▶ Goal
Gather every line of the records below that contains the string "flower", treating uppercase and lowercase letters as distinct.

▶ Listed records
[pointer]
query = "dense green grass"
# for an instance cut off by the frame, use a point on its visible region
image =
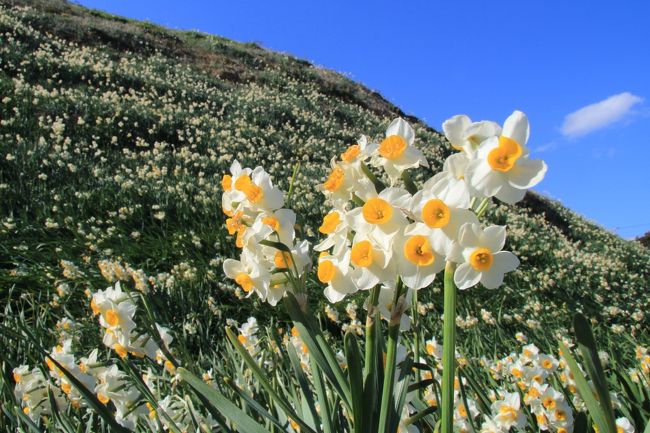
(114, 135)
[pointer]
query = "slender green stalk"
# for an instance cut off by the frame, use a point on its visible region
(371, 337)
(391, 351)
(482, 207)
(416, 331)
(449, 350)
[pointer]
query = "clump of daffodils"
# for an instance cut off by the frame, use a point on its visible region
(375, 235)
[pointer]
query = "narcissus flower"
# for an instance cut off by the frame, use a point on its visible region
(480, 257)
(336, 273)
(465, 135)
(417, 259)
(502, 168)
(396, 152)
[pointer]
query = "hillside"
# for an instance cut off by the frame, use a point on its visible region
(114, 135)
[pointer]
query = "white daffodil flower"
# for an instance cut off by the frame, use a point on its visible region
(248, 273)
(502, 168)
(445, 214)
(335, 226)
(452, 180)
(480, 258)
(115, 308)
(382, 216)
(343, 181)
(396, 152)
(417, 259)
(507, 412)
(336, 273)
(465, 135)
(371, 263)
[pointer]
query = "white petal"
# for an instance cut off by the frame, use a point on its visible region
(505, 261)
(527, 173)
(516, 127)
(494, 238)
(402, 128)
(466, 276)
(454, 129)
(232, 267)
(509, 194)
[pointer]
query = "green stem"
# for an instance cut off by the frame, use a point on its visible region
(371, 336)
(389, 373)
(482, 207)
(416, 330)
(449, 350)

▶ Correct result
query = "narcissus flower"
query = "white daffodil flower"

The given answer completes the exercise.